Input data:
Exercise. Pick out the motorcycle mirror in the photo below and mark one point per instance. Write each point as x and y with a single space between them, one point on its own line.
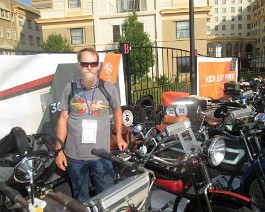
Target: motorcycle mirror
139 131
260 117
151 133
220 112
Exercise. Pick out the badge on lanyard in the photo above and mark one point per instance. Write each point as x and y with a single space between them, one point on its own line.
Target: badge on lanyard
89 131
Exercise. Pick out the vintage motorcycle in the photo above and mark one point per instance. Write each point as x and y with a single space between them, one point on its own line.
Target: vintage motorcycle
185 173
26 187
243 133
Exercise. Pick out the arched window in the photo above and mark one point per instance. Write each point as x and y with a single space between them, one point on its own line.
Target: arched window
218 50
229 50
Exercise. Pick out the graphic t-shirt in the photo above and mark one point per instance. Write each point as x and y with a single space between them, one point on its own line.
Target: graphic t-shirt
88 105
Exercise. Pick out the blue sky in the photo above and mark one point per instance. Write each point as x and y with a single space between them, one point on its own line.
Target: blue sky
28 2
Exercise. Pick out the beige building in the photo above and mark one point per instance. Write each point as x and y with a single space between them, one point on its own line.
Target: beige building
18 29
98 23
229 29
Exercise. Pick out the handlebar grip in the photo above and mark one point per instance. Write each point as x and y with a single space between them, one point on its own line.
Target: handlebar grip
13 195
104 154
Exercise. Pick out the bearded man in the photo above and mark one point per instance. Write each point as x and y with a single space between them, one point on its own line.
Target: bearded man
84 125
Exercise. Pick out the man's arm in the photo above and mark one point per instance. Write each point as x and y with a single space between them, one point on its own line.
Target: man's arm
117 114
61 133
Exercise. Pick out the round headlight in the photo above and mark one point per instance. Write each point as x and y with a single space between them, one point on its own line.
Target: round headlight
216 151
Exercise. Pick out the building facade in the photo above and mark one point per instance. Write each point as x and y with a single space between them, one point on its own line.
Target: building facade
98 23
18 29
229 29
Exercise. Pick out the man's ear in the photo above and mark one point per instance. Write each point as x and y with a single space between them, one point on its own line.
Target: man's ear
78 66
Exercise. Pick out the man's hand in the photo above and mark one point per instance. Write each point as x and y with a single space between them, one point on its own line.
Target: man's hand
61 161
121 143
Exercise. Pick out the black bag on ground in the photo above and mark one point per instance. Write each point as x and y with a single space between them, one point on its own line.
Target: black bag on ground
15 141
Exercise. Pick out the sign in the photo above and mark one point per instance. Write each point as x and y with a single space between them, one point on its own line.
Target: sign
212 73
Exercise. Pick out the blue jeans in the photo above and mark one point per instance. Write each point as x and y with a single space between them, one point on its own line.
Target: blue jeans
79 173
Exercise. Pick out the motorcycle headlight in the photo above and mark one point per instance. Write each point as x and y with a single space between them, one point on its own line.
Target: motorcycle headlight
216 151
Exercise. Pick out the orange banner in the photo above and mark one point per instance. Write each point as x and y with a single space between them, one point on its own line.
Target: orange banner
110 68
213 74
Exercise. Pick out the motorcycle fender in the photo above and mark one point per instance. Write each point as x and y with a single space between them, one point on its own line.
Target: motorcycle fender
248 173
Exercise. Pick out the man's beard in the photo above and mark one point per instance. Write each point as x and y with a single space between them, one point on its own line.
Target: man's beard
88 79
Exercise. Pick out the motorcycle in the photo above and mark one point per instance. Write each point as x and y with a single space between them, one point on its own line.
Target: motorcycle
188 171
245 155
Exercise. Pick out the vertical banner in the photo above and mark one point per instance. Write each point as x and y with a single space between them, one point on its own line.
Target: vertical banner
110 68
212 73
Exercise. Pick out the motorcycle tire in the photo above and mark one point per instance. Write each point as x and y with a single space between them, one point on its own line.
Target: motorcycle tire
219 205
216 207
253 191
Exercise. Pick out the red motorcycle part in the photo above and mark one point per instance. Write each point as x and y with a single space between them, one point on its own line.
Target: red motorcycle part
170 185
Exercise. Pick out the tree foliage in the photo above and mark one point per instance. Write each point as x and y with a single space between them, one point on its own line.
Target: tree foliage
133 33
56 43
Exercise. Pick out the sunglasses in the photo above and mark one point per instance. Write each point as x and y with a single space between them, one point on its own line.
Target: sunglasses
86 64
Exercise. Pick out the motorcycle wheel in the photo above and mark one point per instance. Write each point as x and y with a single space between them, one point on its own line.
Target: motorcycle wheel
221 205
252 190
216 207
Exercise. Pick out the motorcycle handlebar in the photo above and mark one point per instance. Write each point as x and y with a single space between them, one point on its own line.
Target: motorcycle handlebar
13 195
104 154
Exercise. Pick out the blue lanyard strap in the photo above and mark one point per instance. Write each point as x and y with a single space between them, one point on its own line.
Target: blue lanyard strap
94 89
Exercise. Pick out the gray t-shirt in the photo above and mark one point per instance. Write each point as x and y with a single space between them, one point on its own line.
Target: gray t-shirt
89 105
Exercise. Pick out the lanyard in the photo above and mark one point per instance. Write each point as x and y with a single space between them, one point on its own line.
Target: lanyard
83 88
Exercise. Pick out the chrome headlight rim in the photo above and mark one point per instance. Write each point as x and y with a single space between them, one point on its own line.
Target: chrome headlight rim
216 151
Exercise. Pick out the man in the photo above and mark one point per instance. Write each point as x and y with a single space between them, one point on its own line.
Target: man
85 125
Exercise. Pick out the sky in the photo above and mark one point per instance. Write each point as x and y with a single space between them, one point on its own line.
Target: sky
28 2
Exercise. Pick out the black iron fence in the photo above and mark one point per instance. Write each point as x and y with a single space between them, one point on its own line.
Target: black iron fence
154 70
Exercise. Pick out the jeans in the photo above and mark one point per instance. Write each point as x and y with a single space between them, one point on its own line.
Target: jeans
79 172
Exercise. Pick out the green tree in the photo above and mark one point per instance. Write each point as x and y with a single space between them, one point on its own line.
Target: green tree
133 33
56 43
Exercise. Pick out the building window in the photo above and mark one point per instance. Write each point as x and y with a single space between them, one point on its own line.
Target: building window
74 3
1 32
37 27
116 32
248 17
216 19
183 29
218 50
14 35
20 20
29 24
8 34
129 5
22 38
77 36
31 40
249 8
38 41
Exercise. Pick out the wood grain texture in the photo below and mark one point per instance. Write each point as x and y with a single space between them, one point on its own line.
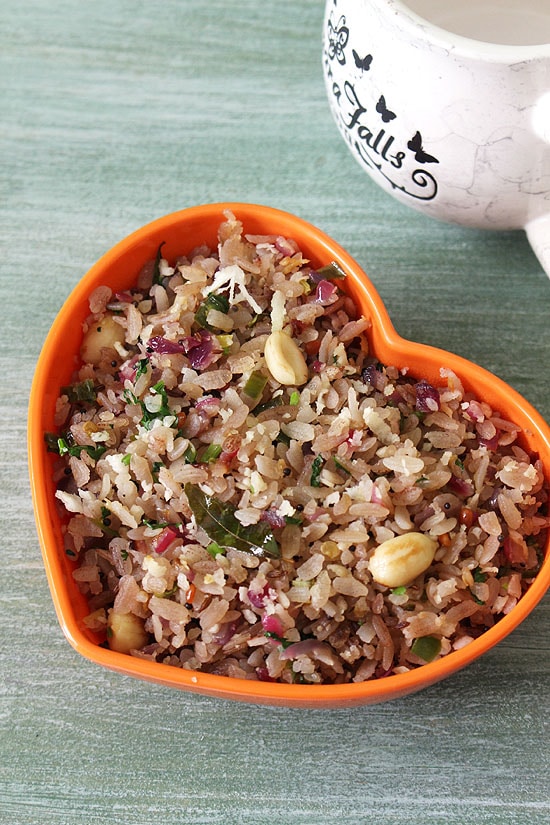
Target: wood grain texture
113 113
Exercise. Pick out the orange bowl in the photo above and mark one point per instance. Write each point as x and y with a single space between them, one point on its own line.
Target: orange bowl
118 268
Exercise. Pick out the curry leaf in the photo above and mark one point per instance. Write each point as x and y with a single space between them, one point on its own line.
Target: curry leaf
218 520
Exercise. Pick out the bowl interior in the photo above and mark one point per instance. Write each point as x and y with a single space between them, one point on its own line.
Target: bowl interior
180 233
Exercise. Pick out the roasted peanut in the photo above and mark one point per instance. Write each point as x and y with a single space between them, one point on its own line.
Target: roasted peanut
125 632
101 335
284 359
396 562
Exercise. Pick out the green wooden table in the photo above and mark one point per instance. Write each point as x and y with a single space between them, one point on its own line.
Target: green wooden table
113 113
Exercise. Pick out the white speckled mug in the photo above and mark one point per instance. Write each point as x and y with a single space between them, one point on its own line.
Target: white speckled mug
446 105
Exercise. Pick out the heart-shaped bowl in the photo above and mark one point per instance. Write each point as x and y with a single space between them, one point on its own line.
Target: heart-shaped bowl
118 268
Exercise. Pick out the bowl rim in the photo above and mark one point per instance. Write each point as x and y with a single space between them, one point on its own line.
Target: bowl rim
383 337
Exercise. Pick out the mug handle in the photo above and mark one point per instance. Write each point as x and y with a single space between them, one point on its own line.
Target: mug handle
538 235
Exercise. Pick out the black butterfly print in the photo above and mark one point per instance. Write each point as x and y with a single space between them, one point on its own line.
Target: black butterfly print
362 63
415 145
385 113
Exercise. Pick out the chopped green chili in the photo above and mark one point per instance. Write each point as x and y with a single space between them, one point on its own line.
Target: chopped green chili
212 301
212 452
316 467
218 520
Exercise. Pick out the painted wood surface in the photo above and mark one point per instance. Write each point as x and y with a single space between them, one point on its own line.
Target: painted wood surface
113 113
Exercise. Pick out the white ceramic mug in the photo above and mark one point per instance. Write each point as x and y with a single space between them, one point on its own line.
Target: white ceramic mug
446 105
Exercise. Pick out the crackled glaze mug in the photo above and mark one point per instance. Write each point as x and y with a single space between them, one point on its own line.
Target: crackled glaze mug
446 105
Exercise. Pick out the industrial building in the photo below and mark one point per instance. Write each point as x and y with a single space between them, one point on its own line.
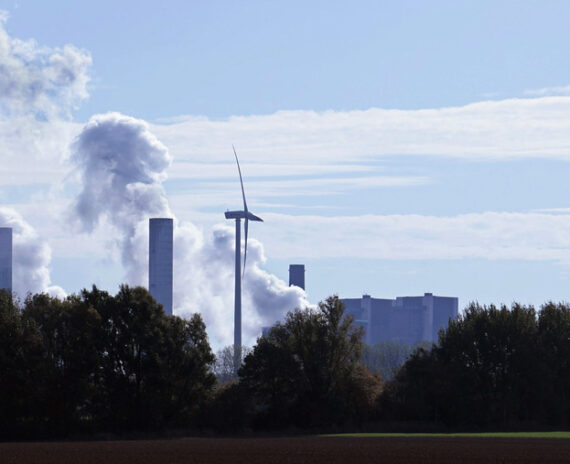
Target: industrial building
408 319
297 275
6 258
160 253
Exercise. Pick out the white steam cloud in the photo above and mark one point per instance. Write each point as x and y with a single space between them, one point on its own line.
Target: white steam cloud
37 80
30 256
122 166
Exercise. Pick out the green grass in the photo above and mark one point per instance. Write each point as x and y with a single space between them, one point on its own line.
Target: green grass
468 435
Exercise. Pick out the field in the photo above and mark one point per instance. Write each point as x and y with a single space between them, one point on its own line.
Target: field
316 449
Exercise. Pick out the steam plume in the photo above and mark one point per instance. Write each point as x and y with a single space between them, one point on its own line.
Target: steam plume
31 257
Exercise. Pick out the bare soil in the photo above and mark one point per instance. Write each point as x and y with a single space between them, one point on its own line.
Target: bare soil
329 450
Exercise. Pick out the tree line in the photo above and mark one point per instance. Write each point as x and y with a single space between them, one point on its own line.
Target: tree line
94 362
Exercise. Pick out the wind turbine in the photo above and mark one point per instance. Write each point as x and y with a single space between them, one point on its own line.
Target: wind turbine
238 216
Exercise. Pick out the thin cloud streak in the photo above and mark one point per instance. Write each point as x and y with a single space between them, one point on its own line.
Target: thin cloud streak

Directions for this task: Every line of the listing that includes the word "streak" belongs in the answer.

Your response:
Exercise. Pick out the thin cloud streak in the photo above and mark one point per instance. Write each point as x and y with a single space between them, one point on its own line.
Target: thin cloud streak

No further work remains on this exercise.